• _Text segment_:
——————————

MySQL: LIKE vs. REGEXP() performance testing
Introduction
At some point I needed to choose between using LIKE or REGEXP() for a not so simple string match. Without going into the details, the matching string contains a lot of wildcard segments, and while both would have done the job, I thought maybe REGEXP() would benefit from some extra information about the wildcard parts. It’s not that I cared that ‘%’ would match characters it shouldn’t, but I wanted so save some backtracking by telling the matching engine not to match just anything. Save some CPU, I thought. Spoiler: It was a nice thought, but no.
So I ran a few performance tests on a sample table:
CREATE TABLE product_info ( cpe_name BLOB NOT NULL, title BLOB NOT NULL, PRIMARY KEY (cpe_name(511)) ) engine = MyISAM;
Note that cpe_name is the primary key, and is hence a unique index.
I should also mention that the match patterns I use are for testing are practically useless for CPE name matching because they don’t handle escaped “:” characters properly. Just in case you know what a CPE is and you’re here for that. In short, these are just performance tests.
I did this on MySQL server version: 5.1.47, Source distribution. There are newer versions around, I know. Maybe they do better.

——————————

• _Data_:

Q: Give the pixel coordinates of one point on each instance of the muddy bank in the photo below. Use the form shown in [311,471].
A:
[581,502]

——————————

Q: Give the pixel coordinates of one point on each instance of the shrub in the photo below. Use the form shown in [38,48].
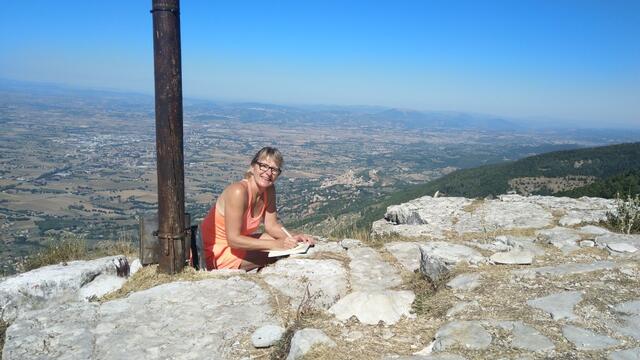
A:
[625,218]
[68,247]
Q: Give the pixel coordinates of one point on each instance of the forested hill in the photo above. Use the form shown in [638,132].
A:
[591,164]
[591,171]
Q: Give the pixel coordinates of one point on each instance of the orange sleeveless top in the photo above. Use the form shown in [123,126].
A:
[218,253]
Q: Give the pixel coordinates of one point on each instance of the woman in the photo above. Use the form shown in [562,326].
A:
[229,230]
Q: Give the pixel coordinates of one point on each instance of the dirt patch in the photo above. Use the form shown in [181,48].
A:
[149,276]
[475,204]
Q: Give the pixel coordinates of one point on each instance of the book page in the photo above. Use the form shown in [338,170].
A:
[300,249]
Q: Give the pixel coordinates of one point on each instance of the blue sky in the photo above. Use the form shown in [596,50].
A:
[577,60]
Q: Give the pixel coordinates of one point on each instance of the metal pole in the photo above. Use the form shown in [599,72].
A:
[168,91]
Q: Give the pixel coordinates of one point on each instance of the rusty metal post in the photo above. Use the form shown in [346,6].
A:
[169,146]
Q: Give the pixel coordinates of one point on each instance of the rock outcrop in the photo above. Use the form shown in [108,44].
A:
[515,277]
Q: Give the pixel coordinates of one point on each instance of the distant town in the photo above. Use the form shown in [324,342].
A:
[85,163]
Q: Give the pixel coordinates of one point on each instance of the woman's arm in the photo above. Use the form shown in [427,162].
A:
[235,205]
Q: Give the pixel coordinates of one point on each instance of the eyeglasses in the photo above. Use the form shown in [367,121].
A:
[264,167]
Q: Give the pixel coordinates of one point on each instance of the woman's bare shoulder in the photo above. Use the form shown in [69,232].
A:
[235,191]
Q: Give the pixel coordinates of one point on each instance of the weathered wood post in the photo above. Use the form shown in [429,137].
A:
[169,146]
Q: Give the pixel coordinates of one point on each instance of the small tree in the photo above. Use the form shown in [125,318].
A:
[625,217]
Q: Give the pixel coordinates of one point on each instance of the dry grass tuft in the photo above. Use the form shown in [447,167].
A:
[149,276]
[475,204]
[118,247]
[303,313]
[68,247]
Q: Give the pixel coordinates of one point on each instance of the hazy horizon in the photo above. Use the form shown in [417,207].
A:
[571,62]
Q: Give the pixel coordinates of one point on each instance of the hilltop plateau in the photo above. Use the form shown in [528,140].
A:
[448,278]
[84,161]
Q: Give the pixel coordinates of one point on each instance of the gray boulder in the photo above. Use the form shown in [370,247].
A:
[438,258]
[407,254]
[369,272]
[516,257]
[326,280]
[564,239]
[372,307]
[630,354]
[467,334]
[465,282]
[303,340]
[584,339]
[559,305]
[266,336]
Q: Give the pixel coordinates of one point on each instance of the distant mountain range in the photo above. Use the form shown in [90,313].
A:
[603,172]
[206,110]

——————————

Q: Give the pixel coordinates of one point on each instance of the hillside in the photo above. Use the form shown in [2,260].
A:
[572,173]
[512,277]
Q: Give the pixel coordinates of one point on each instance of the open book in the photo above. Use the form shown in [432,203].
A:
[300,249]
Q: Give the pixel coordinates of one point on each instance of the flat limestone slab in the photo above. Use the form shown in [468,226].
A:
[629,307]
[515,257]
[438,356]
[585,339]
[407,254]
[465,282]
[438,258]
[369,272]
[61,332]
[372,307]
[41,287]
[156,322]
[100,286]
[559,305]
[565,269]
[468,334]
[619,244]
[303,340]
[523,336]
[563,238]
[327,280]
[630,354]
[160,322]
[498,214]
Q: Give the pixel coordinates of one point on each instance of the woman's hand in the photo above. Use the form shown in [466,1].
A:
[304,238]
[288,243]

——————————

• _To do_:
1) From the MySQL performance-testing text, list every table or column name that appears in the CREATE TABLE statement.
2) Summarize the MySQL performance-testing text in two sentences.
3) Continue the text on LIKE versus REGEXP() performance in MySQL, starting after its final sentence.

• _Answers to the exercise_:
1) product_info, cpe_name, title

2) The author had to choose between LIKE and REGEXP() for a string match with many wildcard segments and hoped REGEXP() would save backtracking and CPU, but that hope did not pan out. The tests ran on a MyISAM sample table whose primary key is cpe_name, using MySQL server version 5.1.47 and patterns meant only for performance testing.

3)
The art of silly queries
So there’s about more than half a million entries:
mysql> SELECT COUNT(*) FROM product_info; +----------+ | COUNT(*) | +----------+ | 588094 | +----------+ 1 row in set (0.00 sec)
Let’s ask it another way:
mysql> SELECT COUNT(*) FROM product_info WHERE cpe_name LIKE '%'; +----------+ | COUNT(*) | +----------+ | 588094 | +----------+ 1 row in set (0.08 sec)
Say what? LIKE ‘%’ is always true for a non-NULL BLOB. MySQL didn’t optimize this simple thing, and actually checked every single entry?
mysql> EXPLAIN SELECT COUNT(*) FROM product_info; +----+-------------+-------+------+---------------+------+---------+------+------+------------------------------+ | id | select_type | table | type | possible_keys | key | key_len | ref | rows | Extra | +----+-------------+-------+------+---------------+------+---------+------+------+------------------------------+ | 1 | SIMPLE | NULL | NULL | NULL | NULL | NULL | NULL | NULL | Select tables optimized away | +----+-------------+-------+------+---------------+------+---------+------+------+------------------------------+ 1 row in set (0.00 sec) mysql> EXPLAIN SELECT COUNT(*) FROM product_info WHERE cpe_name LIKE '%'; +----+-------------+--------------+------+---------------+------+---------+------+--------+-------------+ | id | select_type | table | type | possible_keys | key | key_len | ref | rows | Extra | +----+-------------+--------------+------+---------------+------+---------+------+--------+-------------+ | 1 | SIMPLE | product_info | ALL | NULL | NULL | NULL | NULL | 588094 | Using where | +----+-------------+--------------+------+---------------+------+---------+------+--------+-------------+ 1 row in set (0.00 sec)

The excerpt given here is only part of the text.